== Alıntılanan metin
15. Hukuk Dairesi 2014/5081 E. , 2015/2911 K.
"İçtihat Metni"Mahkemesi :Asliye Hukuk Hakimliği
Yukarıda tarih ve numarası yazılı hükmün temyizen tetkiki davacı vekili tarafından istenmiş ve temyiz dilekçesinin süresi içinde verildiği anlaşılmış olmakla dosyadaki kağıtlar okundu gereği konuşulup düşünüldü:
- K A R A R -
Dava, bakiye iş bedelinin tahsili için yapılan ilâmsız icra takibine itirazın iptâli istemine ilişkin olup, mahkemece davanın reddine dair verilen karar davacı vekilince temyiz edilmiştir.
====
== Gösterilen kayıtlar
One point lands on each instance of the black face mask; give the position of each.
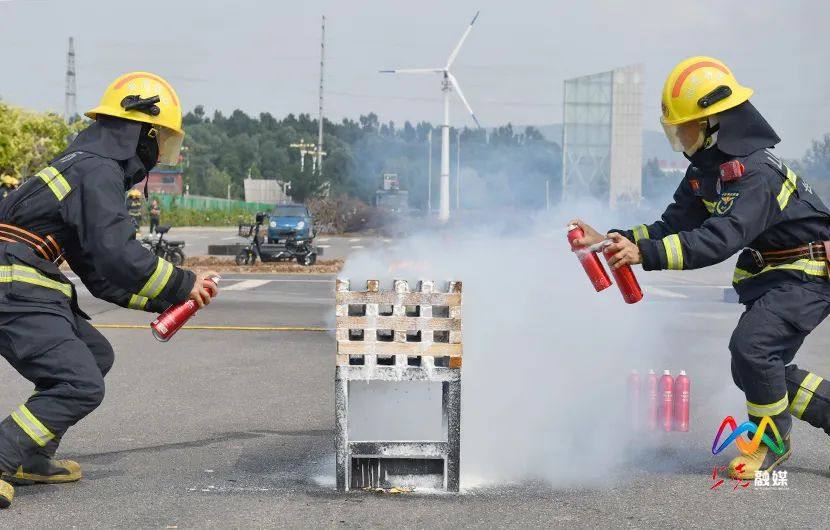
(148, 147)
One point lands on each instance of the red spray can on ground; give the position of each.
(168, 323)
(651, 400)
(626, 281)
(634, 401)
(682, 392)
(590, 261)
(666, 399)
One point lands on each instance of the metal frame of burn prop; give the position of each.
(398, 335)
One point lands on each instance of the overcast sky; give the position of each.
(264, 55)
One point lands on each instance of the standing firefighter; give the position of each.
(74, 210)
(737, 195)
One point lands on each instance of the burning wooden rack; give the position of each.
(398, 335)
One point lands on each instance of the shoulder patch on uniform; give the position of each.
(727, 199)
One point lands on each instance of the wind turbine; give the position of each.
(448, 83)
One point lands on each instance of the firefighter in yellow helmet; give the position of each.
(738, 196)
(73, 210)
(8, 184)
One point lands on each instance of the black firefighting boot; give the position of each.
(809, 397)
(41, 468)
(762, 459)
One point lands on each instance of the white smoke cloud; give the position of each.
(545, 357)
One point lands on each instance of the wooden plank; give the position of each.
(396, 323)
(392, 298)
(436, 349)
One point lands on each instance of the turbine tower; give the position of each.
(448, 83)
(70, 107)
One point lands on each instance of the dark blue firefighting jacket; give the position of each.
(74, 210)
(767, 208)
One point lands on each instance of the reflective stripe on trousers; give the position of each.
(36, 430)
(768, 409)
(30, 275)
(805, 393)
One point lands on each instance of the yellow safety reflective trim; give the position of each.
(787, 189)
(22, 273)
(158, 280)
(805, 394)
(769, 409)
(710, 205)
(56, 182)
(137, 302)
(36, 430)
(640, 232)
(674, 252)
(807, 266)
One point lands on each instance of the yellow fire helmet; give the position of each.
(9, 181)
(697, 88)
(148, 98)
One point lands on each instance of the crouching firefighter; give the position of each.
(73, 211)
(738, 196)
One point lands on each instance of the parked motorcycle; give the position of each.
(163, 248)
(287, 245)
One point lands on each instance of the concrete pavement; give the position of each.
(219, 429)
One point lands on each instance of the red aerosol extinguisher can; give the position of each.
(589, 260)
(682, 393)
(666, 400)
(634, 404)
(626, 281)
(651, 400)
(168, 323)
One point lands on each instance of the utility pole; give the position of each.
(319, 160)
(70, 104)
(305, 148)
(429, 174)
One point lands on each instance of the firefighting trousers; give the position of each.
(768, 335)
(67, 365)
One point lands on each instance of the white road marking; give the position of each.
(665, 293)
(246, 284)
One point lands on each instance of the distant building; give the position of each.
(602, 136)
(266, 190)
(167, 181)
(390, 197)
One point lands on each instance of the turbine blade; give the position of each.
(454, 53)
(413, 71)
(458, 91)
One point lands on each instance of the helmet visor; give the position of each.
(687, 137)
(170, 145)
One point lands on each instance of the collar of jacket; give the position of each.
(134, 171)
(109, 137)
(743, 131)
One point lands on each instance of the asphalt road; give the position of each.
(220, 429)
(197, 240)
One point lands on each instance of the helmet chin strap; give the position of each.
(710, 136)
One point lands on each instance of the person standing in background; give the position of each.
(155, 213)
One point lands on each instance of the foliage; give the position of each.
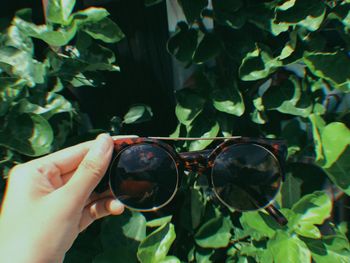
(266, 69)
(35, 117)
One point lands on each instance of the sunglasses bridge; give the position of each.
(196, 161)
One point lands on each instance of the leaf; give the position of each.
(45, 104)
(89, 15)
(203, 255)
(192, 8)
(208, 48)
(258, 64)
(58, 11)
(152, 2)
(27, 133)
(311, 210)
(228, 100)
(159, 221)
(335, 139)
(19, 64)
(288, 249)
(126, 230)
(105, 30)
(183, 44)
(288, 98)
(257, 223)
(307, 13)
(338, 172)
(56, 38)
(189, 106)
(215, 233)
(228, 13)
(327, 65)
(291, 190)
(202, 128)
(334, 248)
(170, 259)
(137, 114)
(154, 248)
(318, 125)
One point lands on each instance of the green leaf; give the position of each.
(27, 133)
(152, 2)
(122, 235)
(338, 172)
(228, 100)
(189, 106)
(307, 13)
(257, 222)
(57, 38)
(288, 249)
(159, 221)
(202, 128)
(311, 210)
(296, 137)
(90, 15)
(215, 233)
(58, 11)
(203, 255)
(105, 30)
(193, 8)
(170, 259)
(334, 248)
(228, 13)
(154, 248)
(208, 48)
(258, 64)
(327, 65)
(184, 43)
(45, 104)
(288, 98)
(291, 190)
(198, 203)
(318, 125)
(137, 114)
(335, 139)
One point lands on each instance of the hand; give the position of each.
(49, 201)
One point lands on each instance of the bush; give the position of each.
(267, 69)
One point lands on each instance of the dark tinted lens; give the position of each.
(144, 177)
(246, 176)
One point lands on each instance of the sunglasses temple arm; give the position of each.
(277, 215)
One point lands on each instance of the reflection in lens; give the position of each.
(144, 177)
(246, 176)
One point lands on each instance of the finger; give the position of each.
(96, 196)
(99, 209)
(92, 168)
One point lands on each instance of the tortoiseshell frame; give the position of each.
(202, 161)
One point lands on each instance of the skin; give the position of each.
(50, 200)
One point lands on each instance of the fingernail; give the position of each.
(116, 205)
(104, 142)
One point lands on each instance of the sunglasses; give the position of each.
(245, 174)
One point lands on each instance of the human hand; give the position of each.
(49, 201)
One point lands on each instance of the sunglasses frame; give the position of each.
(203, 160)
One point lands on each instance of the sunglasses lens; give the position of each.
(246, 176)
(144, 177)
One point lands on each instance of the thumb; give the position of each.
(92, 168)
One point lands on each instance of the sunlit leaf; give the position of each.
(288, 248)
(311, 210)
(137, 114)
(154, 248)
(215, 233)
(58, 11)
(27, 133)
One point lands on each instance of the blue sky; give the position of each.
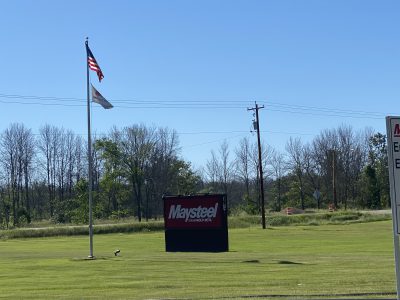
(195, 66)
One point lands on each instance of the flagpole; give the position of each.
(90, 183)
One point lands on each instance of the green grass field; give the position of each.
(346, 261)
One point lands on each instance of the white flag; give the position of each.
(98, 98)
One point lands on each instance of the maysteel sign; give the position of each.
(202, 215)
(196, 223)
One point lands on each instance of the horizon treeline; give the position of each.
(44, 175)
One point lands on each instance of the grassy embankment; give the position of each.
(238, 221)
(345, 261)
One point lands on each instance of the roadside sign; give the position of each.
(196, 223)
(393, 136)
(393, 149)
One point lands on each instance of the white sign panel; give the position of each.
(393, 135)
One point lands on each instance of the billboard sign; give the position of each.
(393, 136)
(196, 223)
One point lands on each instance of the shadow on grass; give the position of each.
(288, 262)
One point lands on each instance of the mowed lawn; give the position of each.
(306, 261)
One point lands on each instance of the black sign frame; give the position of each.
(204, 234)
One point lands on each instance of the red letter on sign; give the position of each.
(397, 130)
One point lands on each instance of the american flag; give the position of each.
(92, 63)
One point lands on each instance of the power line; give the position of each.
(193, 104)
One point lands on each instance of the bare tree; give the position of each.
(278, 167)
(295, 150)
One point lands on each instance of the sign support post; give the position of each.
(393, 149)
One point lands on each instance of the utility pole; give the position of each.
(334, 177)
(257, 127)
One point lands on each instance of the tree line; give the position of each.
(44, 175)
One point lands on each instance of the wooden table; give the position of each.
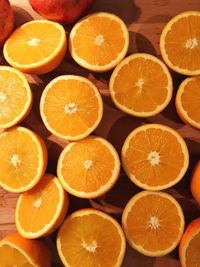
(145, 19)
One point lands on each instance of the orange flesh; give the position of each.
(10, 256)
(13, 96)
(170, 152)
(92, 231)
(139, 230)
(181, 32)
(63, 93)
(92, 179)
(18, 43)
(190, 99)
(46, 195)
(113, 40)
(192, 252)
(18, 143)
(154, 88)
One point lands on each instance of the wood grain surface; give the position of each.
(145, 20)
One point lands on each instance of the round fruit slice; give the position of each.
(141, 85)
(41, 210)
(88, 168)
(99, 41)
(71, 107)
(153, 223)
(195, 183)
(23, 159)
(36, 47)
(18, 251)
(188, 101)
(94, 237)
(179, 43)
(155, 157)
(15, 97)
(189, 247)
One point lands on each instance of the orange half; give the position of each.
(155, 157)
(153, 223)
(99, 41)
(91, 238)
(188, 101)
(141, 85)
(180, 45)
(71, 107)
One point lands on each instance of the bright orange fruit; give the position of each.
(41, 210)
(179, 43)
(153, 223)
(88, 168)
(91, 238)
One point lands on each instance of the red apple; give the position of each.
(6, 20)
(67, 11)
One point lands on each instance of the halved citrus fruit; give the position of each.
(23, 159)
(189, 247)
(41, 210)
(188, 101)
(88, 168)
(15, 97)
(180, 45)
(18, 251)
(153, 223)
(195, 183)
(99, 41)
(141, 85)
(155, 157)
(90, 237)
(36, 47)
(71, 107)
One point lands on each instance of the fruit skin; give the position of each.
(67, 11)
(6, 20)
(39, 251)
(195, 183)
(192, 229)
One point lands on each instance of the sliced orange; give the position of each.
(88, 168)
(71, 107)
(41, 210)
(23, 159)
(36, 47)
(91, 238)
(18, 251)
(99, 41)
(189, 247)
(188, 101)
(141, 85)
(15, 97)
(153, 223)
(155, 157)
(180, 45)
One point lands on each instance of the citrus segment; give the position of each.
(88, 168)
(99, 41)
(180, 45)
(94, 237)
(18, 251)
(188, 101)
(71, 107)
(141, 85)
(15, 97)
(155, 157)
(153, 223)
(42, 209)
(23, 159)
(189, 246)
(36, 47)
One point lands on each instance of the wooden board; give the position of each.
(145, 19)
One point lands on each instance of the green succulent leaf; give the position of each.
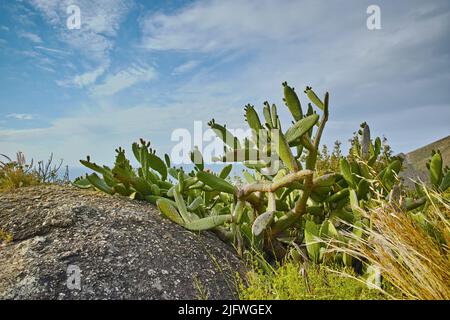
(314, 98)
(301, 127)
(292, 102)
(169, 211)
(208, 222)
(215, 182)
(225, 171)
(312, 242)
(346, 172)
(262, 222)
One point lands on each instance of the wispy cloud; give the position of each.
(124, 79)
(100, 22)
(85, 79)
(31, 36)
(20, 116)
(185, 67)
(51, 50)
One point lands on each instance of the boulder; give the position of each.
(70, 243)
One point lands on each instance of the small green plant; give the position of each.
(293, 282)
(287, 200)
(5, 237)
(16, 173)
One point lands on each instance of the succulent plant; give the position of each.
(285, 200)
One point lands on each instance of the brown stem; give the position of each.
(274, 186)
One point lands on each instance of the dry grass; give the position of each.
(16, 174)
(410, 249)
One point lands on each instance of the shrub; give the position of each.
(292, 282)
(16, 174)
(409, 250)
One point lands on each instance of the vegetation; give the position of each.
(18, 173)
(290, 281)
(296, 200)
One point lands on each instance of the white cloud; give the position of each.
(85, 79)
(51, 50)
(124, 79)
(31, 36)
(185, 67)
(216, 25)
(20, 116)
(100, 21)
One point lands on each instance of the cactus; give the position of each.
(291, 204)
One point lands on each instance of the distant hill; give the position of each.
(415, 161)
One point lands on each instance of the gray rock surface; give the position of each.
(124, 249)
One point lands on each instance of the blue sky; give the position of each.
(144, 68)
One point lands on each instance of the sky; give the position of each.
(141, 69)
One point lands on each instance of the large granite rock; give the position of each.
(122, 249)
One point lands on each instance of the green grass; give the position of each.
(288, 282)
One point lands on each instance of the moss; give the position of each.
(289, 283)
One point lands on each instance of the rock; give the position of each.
====
Aşağıdakileri tamamlayın
A. Temyiz kararı metninin ilk satırında yer alan sayısal ifadelerin hepsini sırasıyla yazın.
B. Temyiz kararı metnini son cümlesinden sonra sürdürün.

Yanıt listesi
A. 15, 2014/5081, 2015/2911

B.
Davacı, 12.11.2012 tarihli sözleşme kapsamında davalı yükleniciye istinat duvarı imalâtı yaptığını, iş bedelinin 24.500,00 TL olup, 7.500,00 TL"sinin avans olarak ödendiğini, bakiyesinin tahsili için yaptığı icra takibine haksız olarak itiraz edildiğini belirterek itirazın iptâli talebinde bulunmuştur.
Davalı ise, müvekkili ile dava dışı .... arasında iş sözleşmesi yapıldığını, ardından ek işler için 12.11.2012 tarihli sözleşmeyi yaptığını ancak davacı şirket temsilcisinin 2. sözleşmeyi davacı şirket kaşesi ile imzaladığını, her iki şirketin de sahibinin aynı kişi olduğunu, asıl sözleşme .... ile yapıldığından, davacının husumet ehliyeti olmadığını, ayrıca duvar işi için 7.500,00 TL dışında, dava dışı ....şirketinin makbuzu ile 10.000,00 TL daha ödeme yaptığını, bu sırada yapılan duvarın bir kısmının yıkıldığını, duvarın tamir edilmesini istediğini ancak, kabul edilmediğinden başka bir şirkete yaptırıldığını belirterek davanın reddini savunmuştur.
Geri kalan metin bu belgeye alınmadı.